BRIEF:
Pull out every line in the records below that contains the word "train", and list those lines in the order they appear.

RECORDS TO PROCESS:
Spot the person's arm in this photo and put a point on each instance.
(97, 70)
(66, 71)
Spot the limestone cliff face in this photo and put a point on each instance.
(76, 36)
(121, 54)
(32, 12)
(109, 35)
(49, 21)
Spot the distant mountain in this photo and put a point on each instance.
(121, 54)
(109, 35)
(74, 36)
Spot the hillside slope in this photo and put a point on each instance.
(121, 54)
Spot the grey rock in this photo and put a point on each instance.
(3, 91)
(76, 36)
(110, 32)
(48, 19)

==

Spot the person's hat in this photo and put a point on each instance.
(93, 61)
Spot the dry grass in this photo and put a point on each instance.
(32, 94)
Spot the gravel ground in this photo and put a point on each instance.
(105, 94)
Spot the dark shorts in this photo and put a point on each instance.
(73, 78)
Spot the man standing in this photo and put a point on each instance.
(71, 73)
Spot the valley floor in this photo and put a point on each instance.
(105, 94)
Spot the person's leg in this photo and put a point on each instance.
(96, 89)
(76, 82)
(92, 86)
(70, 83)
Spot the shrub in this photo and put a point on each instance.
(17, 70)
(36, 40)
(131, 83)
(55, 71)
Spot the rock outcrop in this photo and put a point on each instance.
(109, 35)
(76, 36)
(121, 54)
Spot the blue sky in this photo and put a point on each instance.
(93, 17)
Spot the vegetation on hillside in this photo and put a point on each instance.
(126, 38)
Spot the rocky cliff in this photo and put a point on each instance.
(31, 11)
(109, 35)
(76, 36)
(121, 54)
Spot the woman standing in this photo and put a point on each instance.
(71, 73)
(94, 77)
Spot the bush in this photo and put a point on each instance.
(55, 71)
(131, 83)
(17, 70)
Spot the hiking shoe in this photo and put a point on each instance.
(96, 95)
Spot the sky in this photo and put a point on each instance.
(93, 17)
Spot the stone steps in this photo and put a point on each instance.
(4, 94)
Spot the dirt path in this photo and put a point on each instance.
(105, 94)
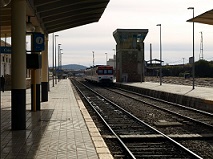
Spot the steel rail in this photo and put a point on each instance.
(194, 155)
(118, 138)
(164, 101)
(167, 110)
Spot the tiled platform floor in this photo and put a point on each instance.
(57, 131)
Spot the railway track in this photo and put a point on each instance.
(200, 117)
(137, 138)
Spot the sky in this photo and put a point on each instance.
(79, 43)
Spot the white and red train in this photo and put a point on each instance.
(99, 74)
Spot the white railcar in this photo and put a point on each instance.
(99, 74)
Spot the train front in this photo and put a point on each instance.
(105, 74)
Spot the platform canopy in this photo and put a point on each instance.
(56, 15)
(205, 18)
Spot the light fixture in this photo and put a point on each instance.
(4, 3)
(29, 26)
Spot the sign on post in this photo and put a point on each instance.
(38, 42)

RESPONSE:
Spot the white and red train in this photo and put a point on each instance.
Spot the train front in this photo and put a point on each instance.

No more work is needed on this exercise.